== Data shown

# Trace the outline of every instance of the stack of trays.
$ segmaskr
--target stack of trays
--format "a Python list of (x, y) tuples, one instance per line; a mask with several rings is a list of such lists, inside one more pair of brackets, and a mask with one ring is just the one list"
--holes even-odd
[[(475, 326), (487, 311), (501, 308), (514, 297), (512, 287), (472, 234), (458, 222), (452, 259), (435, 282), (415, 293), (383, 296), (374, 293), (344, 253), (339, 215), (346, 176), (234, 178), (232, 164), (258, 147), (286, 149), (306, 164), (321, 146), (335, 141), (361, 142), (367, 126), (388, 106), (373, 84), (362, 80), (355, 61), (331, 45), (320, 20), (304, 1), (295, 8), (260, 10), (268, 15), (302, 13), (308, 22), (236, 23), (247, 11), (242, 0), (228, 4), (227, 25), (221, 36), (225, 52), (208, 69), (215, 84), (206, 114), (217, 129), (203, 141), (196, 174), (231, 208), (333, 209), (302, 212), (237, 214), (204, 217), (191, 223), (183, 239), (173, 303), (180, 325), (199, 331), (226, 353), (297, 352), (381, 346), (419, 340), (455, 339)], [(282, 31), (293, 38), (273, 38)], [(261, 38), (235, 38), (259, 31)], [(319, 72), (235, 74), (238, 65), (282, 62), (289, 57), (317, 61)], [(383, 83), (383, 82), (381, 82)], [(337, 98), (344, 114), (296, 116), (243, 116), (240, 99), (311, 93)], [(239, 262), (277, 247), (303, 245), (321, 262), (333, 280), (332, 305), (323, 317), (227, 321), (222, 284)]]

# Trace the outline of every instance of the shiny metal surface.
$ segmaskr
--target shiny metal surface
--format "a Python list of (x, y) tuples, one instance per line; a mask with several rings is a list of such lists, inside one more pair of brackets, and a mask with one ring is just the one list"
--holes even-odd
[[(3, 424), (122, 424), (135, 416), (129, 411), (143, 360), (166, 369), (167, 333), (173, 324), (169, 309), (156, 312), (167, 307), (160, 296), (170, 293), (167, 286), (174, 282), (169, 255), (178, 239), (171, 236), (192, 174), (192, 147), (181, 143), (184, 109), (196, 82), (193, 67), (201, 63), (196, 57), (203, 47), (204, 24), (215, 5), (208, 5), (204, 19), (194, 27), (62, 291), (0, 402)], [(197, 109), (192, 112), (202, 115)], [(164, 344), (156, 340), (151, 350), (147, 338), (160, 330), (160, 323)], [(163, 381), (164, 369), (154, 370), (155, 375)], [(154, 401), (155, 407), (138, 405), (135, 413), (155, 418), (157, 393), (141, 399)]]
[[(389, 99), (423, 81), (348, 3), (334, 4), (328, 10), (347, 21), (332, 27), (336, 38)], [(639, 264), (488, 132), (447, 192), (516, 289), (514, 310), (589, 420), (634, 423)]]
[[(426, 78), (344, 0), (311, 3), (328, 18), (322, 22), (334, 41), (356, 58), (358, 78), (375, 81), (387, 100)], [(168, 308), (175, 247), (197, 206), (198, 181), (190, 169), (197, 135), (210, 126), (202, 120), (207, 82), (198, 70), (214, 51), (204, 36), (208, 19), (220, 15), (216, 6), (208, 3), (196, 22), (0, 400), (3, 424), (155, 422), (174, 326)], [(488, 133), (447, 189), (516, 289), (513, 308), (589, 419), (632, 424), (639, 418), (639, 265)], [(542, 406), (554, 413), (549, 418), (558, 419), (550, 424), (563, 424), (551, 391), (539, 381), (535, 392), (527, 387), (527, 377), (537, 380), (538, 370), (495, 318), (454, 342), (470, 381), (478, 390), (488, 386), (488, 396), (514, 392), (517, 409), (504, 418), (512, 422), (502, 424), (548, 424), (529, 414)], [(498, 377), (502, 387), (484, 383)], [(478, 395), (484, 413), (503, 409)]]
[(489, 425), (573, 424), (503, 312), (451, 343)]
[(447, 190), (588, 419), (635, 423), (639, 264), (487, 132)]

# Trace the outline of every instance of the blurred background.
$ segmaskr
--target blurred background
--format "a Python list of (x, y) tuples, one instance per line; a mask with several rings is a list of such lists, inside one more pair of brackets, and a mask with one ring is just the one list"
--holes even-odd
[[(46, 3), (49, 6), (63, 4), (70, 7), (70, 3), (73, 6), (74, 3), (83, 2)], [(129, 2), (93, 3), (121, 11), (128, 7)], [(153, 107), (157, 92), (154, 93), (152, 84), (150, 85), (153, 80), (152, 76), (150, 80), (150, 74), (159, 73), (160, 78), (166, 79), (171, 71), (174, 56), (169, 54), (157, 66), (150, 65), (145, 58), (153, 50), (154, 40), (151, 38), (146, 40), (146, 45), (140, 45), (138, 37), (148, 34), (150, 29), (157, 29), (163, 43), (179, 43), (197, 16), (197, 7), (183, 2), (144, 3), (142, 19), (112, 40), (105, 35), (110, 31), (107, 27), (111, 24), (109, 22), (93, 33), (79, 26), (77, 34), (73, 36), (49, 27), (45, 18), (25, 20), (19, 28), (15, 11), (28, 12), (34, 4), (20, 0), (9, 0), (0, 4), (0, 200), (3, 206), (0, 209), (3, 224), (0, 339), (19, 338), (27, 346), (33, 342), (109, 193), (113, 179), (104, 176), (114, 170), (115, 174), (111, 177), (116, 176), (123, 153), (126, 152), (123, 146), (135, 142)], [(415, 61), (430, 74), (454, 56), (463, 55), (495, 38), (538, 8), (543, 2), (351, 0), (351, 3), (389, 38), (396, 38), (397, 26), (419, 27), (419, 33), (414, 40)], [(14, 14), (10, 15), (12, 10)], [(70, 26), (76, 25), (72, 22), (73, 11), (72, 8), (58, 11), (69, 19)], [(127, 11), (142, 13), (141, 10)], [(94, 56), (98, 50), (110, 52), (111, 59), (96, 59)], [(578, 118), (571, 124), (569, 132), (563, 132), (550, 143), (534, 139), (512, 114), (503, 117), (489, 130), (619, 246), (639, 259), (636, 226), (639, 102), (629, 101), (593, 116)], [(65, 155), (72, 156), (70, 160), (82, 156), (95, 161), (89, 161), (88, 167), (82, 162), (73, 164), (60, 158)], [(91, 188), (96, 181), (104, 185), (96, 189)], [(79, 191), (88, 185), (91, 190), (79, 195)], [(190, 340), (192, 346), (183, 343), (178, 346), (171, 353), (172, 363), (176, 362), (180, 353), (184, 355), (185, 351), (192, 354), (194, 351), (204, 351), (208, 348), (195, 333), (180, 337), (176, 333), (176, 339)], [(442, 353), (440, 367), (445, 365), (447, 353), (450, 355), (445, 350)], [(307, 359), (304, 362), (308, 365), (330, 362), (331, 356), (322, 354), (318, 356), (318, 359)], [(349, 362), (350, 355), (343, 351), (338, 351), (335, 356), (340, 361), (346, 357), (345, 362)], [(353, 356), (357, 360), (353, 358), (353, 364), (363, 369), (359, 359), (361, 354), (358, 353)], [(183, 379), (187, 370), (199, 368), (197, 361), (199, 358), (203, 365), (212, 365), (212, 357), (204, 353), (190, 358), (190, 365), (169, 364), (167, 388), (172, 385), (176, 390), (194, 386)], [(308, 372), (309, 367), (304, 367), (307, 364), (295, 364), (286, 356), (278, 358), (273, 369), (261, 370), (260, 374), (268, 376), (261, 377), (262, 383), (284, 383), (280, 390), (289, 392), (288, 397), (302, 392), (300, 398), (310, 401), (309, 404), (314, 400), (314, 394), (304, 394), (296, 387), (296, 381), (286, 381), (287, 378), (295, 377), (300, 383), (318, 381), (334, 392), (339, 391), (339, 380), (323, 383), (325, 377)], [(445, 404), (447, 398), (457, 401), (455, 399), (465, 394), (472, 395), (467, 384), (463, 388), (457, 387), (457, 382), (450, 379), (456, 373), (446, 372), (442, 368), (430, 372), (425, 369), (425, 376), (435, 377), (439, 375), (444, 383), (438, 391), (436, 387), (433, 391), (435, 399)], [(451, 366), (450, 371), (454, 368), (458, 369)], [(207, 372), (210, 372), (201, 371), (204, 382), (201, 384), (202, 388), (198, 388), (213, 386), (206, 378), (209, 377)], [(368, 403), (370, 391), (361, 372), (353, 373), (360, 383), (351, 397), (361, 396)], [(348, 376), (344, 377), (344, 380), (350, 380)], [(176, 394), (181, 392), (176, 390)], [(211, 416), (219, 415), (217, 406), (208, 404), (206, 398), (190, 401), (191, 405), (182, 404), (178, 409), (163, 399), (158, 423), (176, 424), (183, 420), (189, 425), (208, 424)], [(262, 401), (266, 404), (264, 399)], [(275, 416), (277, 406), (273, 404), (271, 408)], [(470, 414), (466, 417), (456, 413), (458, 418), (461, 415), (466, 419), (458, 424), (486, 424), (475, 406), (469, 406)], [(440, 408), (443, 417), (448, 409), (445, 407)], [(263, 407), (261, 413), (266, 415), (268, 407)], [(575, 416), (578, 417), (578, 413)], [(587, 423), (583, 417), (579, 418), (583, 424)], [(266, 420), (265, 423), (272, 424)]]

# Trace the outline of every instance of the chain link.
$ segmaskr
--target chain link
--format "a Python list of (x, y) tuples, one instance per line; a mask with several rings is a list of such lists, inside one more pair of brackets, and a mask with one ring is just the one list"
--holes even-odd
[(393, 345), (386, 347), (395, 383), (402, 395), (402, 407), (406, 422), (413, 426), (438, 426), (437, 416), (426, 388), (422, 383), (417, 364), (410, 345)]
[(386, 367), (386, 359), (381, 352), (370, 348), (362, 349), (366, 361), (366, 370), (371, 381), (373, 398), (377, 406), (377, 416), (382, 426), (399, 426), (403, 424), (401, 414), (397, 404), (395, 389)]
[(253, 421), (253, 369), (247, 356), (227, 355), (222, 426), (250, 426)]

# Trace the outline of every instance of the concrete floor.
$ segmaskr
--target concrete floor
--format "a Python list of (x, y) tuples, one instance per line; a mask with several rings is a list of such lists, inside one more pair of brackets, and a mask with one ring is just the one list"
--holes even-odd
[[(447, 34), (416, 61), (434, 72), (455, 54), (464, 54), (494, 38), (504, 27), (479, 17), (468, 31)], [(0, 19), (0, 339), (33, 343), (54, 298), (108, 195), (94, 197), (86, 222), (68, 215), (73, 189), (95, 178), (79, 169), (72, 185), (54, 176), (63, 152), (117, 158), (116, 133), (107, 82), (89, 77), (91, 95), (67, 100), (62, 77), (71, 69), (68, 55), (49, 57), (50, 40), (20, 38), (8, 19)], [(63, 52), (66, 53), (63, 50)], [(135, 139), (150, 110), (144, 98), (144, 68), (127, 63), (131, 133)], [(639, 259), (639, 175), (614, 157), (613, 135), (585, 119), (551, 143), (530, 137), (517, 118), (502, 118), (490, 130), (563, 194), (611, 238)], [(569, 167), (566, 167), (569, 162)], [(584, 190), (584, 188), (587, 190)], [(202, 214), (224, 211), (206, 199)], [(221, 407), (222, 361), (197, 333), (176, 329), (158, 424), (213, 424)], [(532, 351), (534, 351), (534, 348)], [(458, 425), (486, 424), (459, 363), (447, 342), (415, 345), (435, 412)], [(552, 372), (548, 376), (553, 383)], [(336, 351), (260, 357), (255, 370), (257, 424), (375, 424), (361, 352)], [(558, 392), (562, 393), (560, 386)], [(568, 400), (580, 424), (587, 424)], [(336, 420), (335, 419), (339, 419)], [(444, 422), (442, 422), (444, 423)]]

====

→ Brief
Copy the listing from the line with "# Trace the outline of every instance of the shiny" up to and including the line with "[(447, 190), (588, 419), (635, 423), (639, 264), (487, 132)]", keeping the request lines as they are. In the answers, multiply every outline coordinate by 1.7 and round it to a whole number, rounding halves up.

→ Result for this exercise
# Trace the outline of every instance of the shiny metal surface.
$ segmaskr
--target shiny metal surface
--format "a Python list of (x, y) tuples, one instance per line; a mask with several rings is a list of such lists, inside one more pair of brackets, and a mask with one ring is just the one list"
--holes even-odd
[[(5, 721), (207, 721), (230, 707), (219, 699), (243, 612), (282, 627), (284, 566), (294, 551), (287, 525), (265, 530), (284, 522), (272, 503), (289, 498), (284, 486), (296, 479), (287, 434), (303, 406), (291, 401), (326, 296), (326, 250), (308, 243), (313, 185), (333, 139), (328, 114), (342, 107), (333, 97), (345, 80), (347, 41), (366, 9), (354, 9), (347, 32), (330, 46), (105, 495), (0, 683)], [(335, 185), (326, 190), (343, 196)], [(279, 585), (265, 578), (257, 595), (250, 575), (272, 561), (272, 549)], [(277, 648), (279, 627), (262, 629), (264, 638)], [(262, 682), (264, 692), (235, 689), (230, 702), (264, 711), (267, 668), (240, 678)]]
[[(661, 168), (719, 138), (592, 5), (568, 7), (558, 17), (590, 36), (564, 46), (571, 65)], [(1086, 449), (830, 224), (760, 326), (877, 491), (874, 527), (1001, 714), (1078, 719)]]
[[(724, 133), (585, 0), (529, 5), (558, 31), (547, 37), (568, 70), (605, 99), (609, 133), (638, 138), (658, 170)], [(286, 524), (298, 420), (335, 350), (337, 308), (323, 287), (335, 230), (357, 214), (343, 204), (352, 139), (337, 119), (364, 87), (347, 61), (354, 32), (374, 26), (367, 10), (354, 5), (333, 37), (0, 680), (5, 721), (264, 717), (296, 554)], [(830, 226), (760, 321), (877, 491), (872, 524), (1001, 712), (1074, 721), (1086, 711), (1086, 451)], [(921, 690), (942, 702), (933, 711), (949, 712), (935, 721), (957, 721), (937, 665), (916, 648), (910, 666), (896, 658), (896, 641), (913, 646), (915, 629), (842, 541), (772, 581), (799, 648), (813, 663), (830, 656), (830, 673), (874, 666), (879, 695), (857, 711), (870, 717), (853, 721), (932, 721), (899, 704)], [(847, 641), (853, 658), (823, 651)], [(813, 672), (823, 702), (855, 695)]]
[(831, 723), (974, 721), (855, 530), (767, 583)]
[(760, 323), (1000, 712), (1080, 719), (1086, 449), (828, 224)]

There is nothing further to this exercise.